[Records from a dataset]
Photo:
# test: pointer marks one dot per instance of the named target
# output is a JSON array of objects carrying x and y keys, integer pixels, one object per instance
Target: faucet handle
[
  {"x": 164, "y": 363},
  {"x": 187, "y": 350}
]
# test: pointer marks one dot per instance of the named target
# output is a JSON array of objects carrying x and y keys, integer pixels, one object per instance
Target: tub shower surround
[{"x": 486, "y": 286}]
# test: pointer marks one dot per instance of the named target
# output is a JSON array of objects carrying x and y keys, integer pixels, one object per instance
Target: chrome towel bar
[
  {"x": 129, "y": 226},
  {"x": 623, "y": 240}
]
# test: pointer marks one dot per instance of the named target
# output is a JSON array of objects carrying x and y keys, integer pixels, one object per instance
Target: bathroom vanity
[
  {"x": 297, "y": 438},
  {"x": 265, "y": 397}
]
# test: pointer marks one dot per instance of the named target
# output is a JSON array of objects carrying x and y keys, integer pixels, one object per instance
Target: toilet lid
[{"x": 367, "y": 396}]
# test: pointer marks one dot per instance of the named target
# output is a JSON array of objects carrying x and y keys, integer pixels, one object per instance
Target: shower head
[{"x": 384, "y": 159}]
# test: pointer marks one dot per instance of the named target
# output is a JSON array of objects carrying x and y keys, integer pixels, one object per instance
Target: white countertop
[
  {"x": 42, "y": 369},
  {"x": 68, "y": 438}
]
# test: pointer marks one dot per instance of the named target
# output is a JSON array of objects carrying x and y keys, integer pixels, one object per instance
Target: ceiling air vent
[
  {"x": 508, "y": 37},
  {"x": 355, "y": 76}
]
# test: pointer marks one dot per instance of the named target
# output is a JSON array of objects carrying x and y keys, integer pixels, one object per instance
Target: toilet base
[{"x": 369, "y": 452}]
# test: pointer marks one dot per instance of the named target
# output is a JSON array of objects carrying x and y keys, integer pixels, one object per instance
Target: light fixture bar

* * *

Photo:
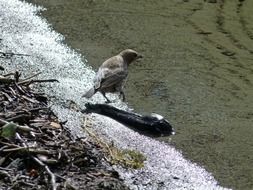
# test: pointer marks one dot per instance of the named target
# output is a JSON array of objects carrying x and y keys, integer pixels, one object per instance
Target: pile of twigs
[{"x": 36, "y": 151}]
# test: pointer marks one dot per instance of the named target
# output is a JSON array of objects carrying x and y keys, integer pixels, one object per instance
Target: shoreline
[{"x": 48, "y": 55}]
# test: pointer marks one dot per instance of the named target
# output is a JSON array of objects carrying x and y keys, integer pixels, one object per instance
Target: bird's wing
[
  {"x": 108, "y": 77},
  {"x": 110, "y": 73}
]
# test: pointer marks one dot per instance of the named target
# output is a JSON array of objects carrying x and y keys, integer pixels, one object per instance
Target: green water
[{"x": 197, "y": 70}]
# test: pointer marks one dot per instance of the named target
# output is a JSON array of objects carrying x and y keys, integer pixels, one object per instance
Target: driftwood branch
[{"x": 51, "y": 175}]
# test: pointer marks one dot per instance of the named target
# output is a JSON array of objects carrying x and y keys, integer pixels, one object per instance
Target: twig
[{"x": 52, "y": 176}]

- Given instruction:
Give the number of lines above that contain the word "toilet". Reply with the number only.

- Reply to the exercise:
2